▶ **Reading text**

━━━━

Abstract:
An autotuning combiner particularly for use in combining signals for radio telephony transmission. The combiner has a series of filter cavities each with an adjuster for fine-tuning the cavity to an input carrier signal. The combiner cavities are stabilized from positional drift in the absence of a carrier signal by means of a mechanical brake which holds the adjuster or a pilot signal generator which simulates the absent carrier signal.

Description:
FIELD OF THE INVENTION 
     The present invention relates to the field of autotuning combiners used for telephony, especially for cellular base stations and in particular to transmit combiners which stabilize at a particular tuned frequency in the absence of a transmit signal. 
     BACKGROUND OF THE INVENTION 
     In cellular telephony, it is common to feed radio signals generated by individual channel units into amplifiers and then to combine these signals in an autotuning combiner before relaying them further to an antenna for broadcast to subscriber units. A common type of autotuning combiner has a set of cavity filters which are tuned using an adjuster. The adjuster is a moving mechanical element inside a physical cavity which is moved within the cavity to adjust the resonant frequency of the cavity. Typically, such an adjuster is tuned based on the radio frequency signal received from the amplifier. However, when the radio frequency signal is turned off, the resonant frequency of the cavity is free to drift. This resonant frequency drift can result from drift of the adjuster position or environmental effects and results in a one-half to two second delay in the effectiveness of the filter when a new RF frequency signal is received. In most telephony applications this delay is of little concern because there is a one-half to two second delay between the initiation of a telephone call and the transmission of any significant information. However, in other telephony applications, it may be desirable to transmit information immediately upon the establishment of a telephone call. It may also be desirable to transmit information on the carrier frequency in bursts with short delays between the signal bursts. In such a system, the extended delay would distort or destroy a significant amount of the data in each burst.

━━━━

▶ **Supplied data**
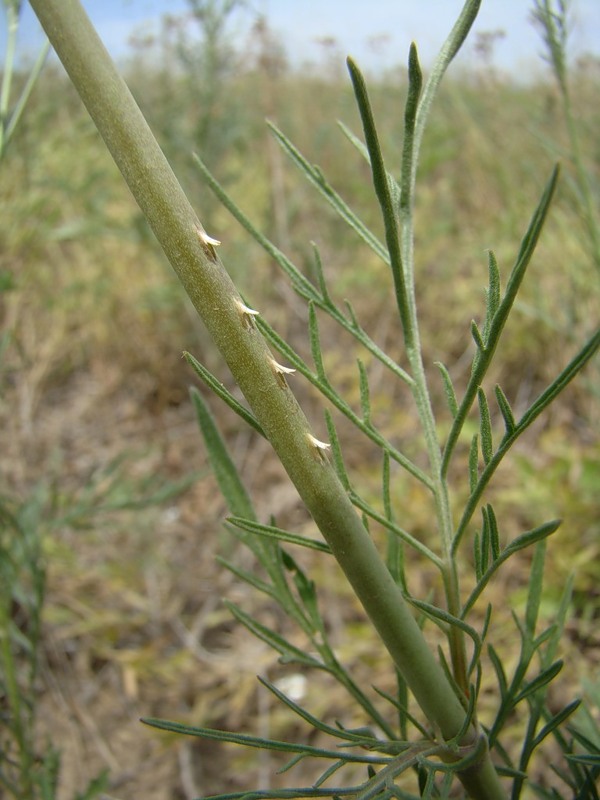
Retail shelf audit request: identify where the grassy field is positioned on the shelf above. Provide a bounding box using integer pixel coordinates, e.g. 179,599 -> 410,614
0,12 -> 600,800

━━━━

▶ **What you should do**
Answer these questions from the autotuning combiner text.
(a) What two means does the abstract give for keeping the cavities from drifting when no carrier signal is present?
(b) How long a delay in filter effectiveness does the resonant frequency drift cause when a new RF signal arrives?
(c) What kind of site does the field section mention especially?
Rely on the autotuning combiner text alone.

▶ **Final result**
(a) A mechanical brake that holds the adjuster, or a pilot signal generator that simulates the absent carrier signal.
(b) One-half to two seconds.
(c) Cellular base stations.